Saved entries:
========================================

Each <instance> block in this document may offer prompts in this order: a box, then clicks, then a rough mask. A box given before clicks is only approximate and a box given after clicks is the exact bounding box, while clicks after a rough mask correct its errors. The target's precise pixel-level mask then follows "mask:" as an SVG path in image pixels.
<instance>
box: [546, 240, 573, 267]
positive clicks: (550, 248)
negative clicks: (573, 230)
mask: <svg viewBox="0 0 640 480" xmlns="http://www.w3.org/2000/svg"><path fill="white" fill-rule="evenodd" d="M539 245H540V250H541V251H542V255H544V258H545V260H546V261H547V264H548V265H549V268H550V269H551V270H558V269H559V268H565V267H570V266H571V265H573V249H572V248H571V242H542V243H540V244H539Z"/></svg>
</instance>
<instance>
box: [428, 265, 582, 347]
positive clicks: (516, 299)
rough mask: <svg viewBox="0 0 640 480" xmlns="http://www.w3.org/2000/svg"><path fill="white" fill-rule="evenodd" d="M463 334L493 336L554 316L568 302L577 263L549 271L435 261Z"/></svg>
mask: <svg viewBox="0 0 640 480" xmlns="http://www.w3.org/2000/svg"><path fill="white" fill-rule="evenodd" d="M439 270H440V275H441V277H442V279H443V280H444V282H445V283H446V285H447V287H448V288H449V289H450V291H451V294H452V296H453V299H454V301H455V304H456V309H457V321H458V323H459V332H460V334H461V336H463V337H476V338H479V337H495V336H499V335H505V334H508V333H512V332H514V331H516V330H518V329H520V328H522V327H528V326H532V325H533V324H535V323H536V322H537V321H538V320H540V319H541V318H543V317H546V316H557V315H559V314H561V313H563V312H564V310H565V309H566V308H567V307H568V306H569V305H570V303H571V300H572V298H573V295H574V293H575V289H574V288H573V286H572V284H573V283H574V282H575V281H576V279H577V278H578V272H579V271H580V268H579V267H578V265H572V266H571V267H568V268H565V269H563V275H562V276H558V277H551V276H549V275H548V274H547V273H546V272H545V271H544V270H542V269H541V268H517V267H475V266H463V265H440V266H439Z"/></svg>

========================================

→ Instruction:
Swap each "positive clicks" in the data for "foreground clicks" and leave every other part of the lines untouched.

→ Solution to this problem:
Each <instance> block in this document may offer prompts in this order: a box, then clicks, then a rough mask. A box given before clicks is only approximate and a box given after clicks is the exact bounding box, while clicks after a rough mask correct its errors. The target's precise pixel-level mask then follows "mask:" as an SVG path in image pixels.
<instance>
box: [546, 240, 573, 267]
foreground clicks: (550, 248)
negative clicks: (573, 230)
mask: <svg viewBox="0 0 640 480" xmlns="http://www.w3.org/2000/svg"><path fill="white" fill-rule="evenodd" d="M539 245H540V250H541V251H542V255H544V258H545V260H546V261H547V264H548V265H549V268H550V269H551V270H558V269H559V268H565V267H570V266H571V265H573V249H572V248H571V242H542V243H540V244H539Z"/></svg>
</instance>
<instance>
box: [428, 265, 582, 347]
foreground clicks: (516, 299)
rough mask: <svg viewBox="0 0 640 480" xmlns="http://www.w3.org/2000/svg"><path fill="white" fill-rule="evenodd" d="M463 334L493 336L554 316L568 302L577 263L549 271L435 261Z"/></svg>
mask: <svg viewBox="0 0 640 480" xmlns="http://www.w3.org/2000/svg"><path fill="white" fill-rule="evenodd" d="M439 270H440V275H441V277H442V279H443V280H444V282H445V283H446V285H447V287H448V288H449V289H450V291H451V294H452V296H453V299H454V301H455V304H456V309H457V321H458V323H459V332H460V334H461V336H463V337H476V338H479V337H495V336H499V335H505V334H508V333H512V332H514V331H516V330H518V329H520V328H522V327H528V326H532V325H533V324H535V323H536V322H537V321H538V320H540V319H541V318H543V317H546V316H557V315H559V314H561V313H563V312H564V310H565V309H566V308H567V307H568V306H569V305H570V303H571V300H572V298H573V295H574V293H575V289H574V288H573V286H572V284H573V283H574V282H575V281H576V279H577V278H578V272H579V271H580V268H579V267H578V265H572V266H571V267H568V268H565V269H563V275H562V276H558V277H551V276H549V275H548V274H547V273H546V272H545V271H544V270H542V269H541V268H517V267H475V266H463V265H440V266H439Z"/></svg>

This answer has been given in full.